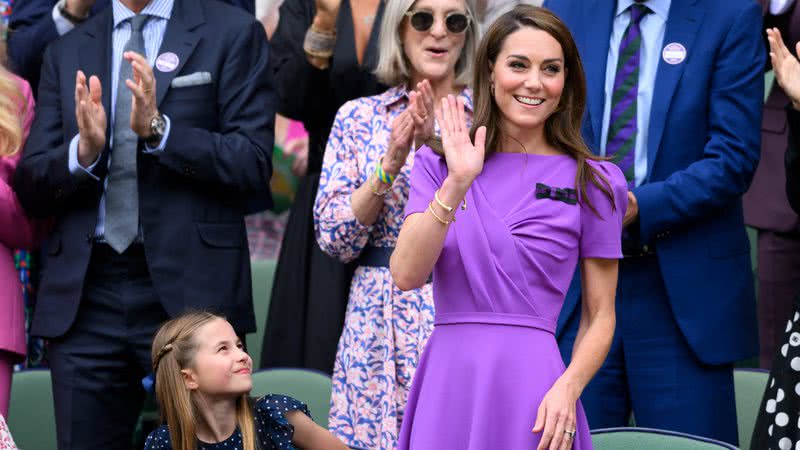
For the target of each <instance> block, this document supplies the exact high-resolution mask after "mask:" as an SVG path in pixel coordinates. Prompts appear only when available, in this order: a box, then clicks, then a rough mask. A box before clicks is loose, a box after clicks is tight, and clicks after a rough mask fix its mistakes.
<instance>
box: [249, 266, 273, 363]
mask: <svg viewBox="0 0 800 450" xmlns="http://www.w3.org/2000/svg"><path fill="white" fill-rule="evenodd" d="M277 264H278V263H277V262H276V261H275V260H272V259H258V260H253V261H250V271H251V272H252V279H253V309H254V310H255V315H256V332H255V333H250V334H248V335H247V336H246V337H245V341H246V344H247V353H248V354H249V355H250V357H251V358H253V367H255V368H258V367H261V346H262V344H263V342H264V328H265V327H266V324H267V314H268V313H269V301H270V298H271V297H272V281H273V279H274V278H275V267H276V266H277Z"/></svg>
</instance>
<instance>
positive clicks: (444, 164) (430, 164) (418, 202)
mask: <svg viewBox="0 0 800 450" xmlns="http://www.w3.org/2000/svg"><path fill="white" fill-rule="evenodd" d="M446 176H447V165H446V164H445V162H444V161H443V160H442V157H441V156H439V155H437V154H436V153H434V152H433V150H432V149H431V148H430V147H428V146H427V145H423V146H422V147H420V148H419V150H417V151H416V153H415V154H414V167H412V168H411V181H410V187H409V190H408V203H406V211H405V217H408V216H410V215H411V214H414V213H423V212H425V210H426V209H428V204H429V203H430V202H431V200H433V193H434V192H436V190H437V189H439V187H441V185H442V183H443V182H444V179H445V177H446Z"/></svg>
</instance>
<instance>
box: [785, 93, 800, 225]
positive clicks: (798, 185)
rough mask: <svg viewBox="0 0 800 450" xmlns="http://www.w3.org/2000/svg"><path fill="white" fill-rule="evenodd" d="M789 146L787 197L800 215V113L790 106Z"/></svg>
mask: <svg viewBox="0 0 800 450" xmlns="http://www.w3.org/2000/svg"><path fill="white" fill-rule="evenodd" d="M786 118H787V121H788V123H789V145H788V146H787V148H786V160H785V162H786V196H787V197H788V198H789V204H790V205H791V206H792V209H793V210H794V212H796V213H797V214H800V111H797V110H796V109H794V108H792V107H791V106H788V107H787V108H786Z"/></svg>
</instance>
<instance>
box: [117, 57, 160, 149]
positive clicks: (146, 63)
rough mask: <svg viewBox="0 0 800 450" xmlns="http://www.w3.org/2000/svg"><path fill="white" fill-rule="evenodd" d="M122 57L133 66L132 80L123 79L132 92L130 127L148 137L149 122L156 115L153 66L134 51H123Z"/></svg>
mask: <svg viewBox="0 0 800 450" xmlns="http://www.w3.org/2000/svg"><path fill="white" fill-rule="evenodd" d="M123 57H124V58H125V60H126V61H127V62H128V63H130V64H131V65H132V66H133V80H125V85H126V86H128V89H130V90H131V92H132V93H133V98H132V100H131V101H132V102H133V104H132V105H131V129H132V130H133V132H134V133H136V135H137V136H139V137H141V138H148V137H150V134H151V129H150V122H151V121H152V120H153V117H155V116H157V115H158V105H157V104H156V79H155V76H154V75H153V68H152V67H150V64H148V63H147V60H146V59H145V58H144V56H142V55H140V54H138V53H136V52H125V54H124V55H123Z"/></svg>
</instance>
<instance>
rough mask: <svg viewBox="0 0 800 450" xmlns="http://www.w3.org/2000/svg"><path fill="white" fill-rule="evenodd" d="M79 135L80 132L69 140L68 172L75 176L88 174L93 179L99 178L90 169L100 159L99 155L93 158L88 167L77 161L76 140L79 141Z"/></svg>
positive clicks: (90, 169)
mask: <svg viewBox="0 0 800 450" xmlns="http://www.w3.org/2000/svg"><path fill="white" fill-rule="evenodd" d="M80 137H81V135H80V134H76V135H75V137H74V138H72V140H71V141H69V173H71V174H72V175H76V176H89V177H92V178H94V179H95V180H99V178H97V176H96V175H95V174H93V173H92V170H94V167H95V166H96V165H97V161H99V160H100V155H98V156H97V159H95V160H94V162H93V163H92V164H91V165H90V166H89V167H83V166H82V165H81V163H80V162H79V161H78V142H79V141H80Z"/></svg>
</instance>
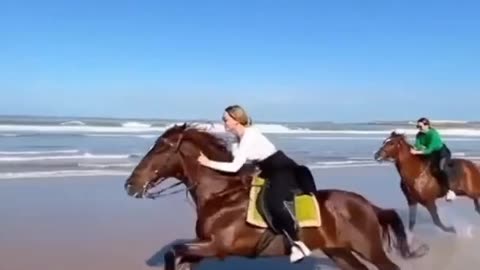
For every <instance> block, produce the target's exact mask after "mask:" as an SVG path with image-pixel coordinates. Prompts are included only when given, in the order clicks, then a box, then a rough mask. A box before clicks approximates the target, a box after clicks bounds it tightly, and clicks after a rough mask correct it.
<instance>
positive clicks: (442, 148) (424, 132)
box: [411, 117, 456, 201]
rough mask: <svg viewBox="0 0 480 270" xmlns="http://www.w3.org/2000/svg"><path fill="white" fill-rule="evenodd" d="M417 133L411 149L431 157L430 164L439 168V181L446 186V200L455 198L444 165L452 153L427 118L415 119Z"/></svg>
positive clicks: (447, 163)
mask: <svg viewBox="0 0 480 270" xmlns="http://www.w3.org/2000/svg"><path fill="white" fill-rule="evenodd" d="M417 128H418V129H419V132H418V133H417V136H416V140H415V148H414V149H412V150H411V153H412V154H415V155H428V156H430V157H431V158H432V163H433V164H432V165H433V166H436V168H437V169H439V172H440V174H439V178H440V179H439V182H440V184H441V185H443V187H444V188H446V189H447V190H448V191H447V195H446V199H447V201H452V200H454V199H455V198H456V194H455V192H453V190H451V189H450V182H449V179H448V177H447V174H446V173H445V170H444V169H445V166H446V164H448V162H449V161H450V159H451V157H452V154H451V152H450V150H449V149H448V147H447V146H446V145H445V143H444V142H443V139H442V137H441V136H440V133H438V131H437V129H435V128H432V126H431V124H430V121H429V120H428V119H427V118H424V117H423V118H420V119H418V121H417Z"/></svg>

****

Action item >>
The data above, line by line: transcribe it exactly and drop the pictures.

Written solution >>
For the target of each <instance> block, this document supplies the exact high-resolution mask after "mask:" as an SVG path in pixel coordinates. Prompts appear only when available, in this order: a box, then clicks, then a rough mask. A box before clicks is loose, a box after clicks is tight, and clicks after a rough mask fix its mistakes.
<instance>
box: [249, 266, 273, 363]
mask: <svg viewBox="0 0 800 450" xmlns="http://www.w3.org/2000/svg"><path fill="white" fill-rule="evenodd" d="M277 264H278V263H277V262H276V261H275V260H272V259H258V260H253V261H250V271H251V272H252V279H253V309H254V310H255V315H256V332H255V333H250V334H248V335H247V336H246V337H245V341H246V344H247V353H248V354H249V355H250V357H251V358H253V367H255V368H258V367H261V346H262V344H263V342H264V328H265V327H266V324H267V314H268V313H269V301H270V298H271V297H272V281H273V279H274V278H275V267H276V266H277Z"/></svg>
</instance>
<instance>
positive clicks: (444, 164) (430, 164) (418, 202)
mask: <svg viewBox="0 0 800 450" xmlns="http://www.w3.org/2000/svg"><path fill="white" fill-rule="evenodd" d="M446 176H447V165H446V164H445V162H444V161H443V160H442V157H441V156H439V155H437V154H436V153H434V152H433V150H432V149H431V148H430V147H428V146H427V145H423V146H422V147H420V148H419V150H417V151H416V153H415V154H414V167H412V168H411V181H410V187H409V190H408V203H406V211H405V217H408V216H410V215H411V214H414V213H423V212H425V210H426V209H428V204H429V203H430V202H431V200H433V193H434V192H436V190H437V189H439V187H441V185H442V183H443V182H444V179H445V177H446Z"/></svg>
</instance>
<instance>
box: [785, 93, 800, 225]
positive clicks: (798, 185)
rough mask: <svg viewBox="0 0 800 450" xmlns="http://www.w3.org/2000/svg"><path fill="white" fill-rule="evenodd" d="M789 146L787 197L800 215V113L790 106Z"/></svg>
mask: <svg viewBox="0 0 800 450" xmlns="http://www.w3.org/2000/svg"><path fill="white" fill-rule="evenodd" d="M786 118H787V121H788V123H789V145H788V146H787V148H786V160H785V162H786V196H787V197H788V198H789V204H790V205H791V206H792V209H793V210H794V212H796V213H797V214H800V111H797V110H796V109H794V108H792V107H791V106H788V107H787V108H786Z"/></svg>
</instance>
<instance>
box: [117, 57, 160, 149]
positive clicks: (146, 63)
rough mask: <svg viewBox="0 0 800 450" xmlns="http://www.w3.org/2000/svg"><path fill="white" fill-rule="evenodd" d="M122 57L133 66L132 80L123 79L132 92L130 127L148 137L149 122L156 115L153 66L134 51H123Z"/></svg>
mask: <svg viewBox="0 0 800 450" xmlns="http://www.w3.org/2000/svg"><path fill="white" fill-rule="evenodd" d="M123 57H124V58H125V60H126V61H127V62H128V63H130V64H131V65H132V66H133V80H125V85H126V86H128V89H130V90H131V92H132V93H133V98H132V100H131V101H132V102H133V104H132V105H131V129H132V130H133V132H134V133H136V135H137V136H139V137H141V138H148V137H150V134H151V129H150V122H151V121H152V120H153V117H155V116H157V115H158V105H157V104H156V79H155V76H154V75H153V68H152V67H150V64H148V63H147V60H146V59H145V58H144V56H142V55H140V54H138V53H136V52H125V54H124V55H123Z"/></svg>
</instance>
<instance>
rough mask: <svg viewBox="0 0 800 450" xmlns="http://www.w3.org/2000/svg"><path fill="white" fill-rule="evenodd" d="M79 135L80 132L69 140L68 172L75 176L88 174L93 179L99 178L90 169L100 159L99 155L93 158L88 167L77 161L76 140L79 141Z"/></svg>
positive clicks: (90, 169)
mask: <svg viewBox="0 0 800 450" xmlns="http://www.w3.org/2000/svg"><path fill="white" fill-rule="evenodd" d="M80 137H81V135H80V134H76V135H75V137H74V138H72V140H71V141H69V173H71V174H72V175H76V176H89V177H92V178H94V179H95V180H99V178H97V176H96V175H95V174H93V173H92V170H94V167H95V166H96V165H97V161H99V160H100V155H98V156H97V159H95V160H94V162H93V163H92V164H91V165H90V166H89V167H83V166H82V165H81V163H80V162H79V161H78V142H79V141H80Z"/></svg>
</instance>
For every <instance> block, produce the target's exact mask after "mask:" as an SVG path with image-pixel coordinates. Prompts are included only when given, in the order clicks, then a box, then a rough mask. A box before clicks approximates the target, a box after clicks bounds it tightly, and clicks after a rough mask correct it.
<instance>
positive clicks: (442, 148) (424, 132)
box: [411, 117, 456, 201]
rough mask: <svg viewBox="0 0 480 270" xmlns="http://www.w3.org/2000/svg"><path fill="white" fill-rule="evenodd" d="M417 133L411 149L431 157L430 164L439 168V181L446 186V200L455 198L444 165L452 153L427 118L415 119Z"/></svg>
positive clicks: (447, 163)
mask: <svg viewBox="0 0 480 270" xmlns="http://www.w3.org/2000/svg"><path fill="white" fill-rule="evenodd" d="M417 128H418V129H419V132H418V133H417V136H416V140H415V148H414V149H412V150H411V153H412V154H415V155H428V156H430V157H431V158H432V163H433V164H432V165H433V166H436V168H437V169H439V172H440V174H439V178H440V179H439V182H440V184H441V185H443V187H444V188H446V189H447V190H448V191H447V195H446V199H447V201H452V200H454V199H455V198H456V194H455V192H453V190H451V189H450V182H449V179H448V177H447V174H446V173H445V170H444V169H445V166H446V164H448V162H449V161H450V159H451V157H452V154H451V152H450V150H449V149H448V147H447V146H446V145H445V143H444V142H443V139H442V137H441V136H440V133H438V131H437V129H435V128H432V126H431V124H430V121H429V120H428V119H427V118H424V117H423V118H420V119H418V121H417Z"/></svg>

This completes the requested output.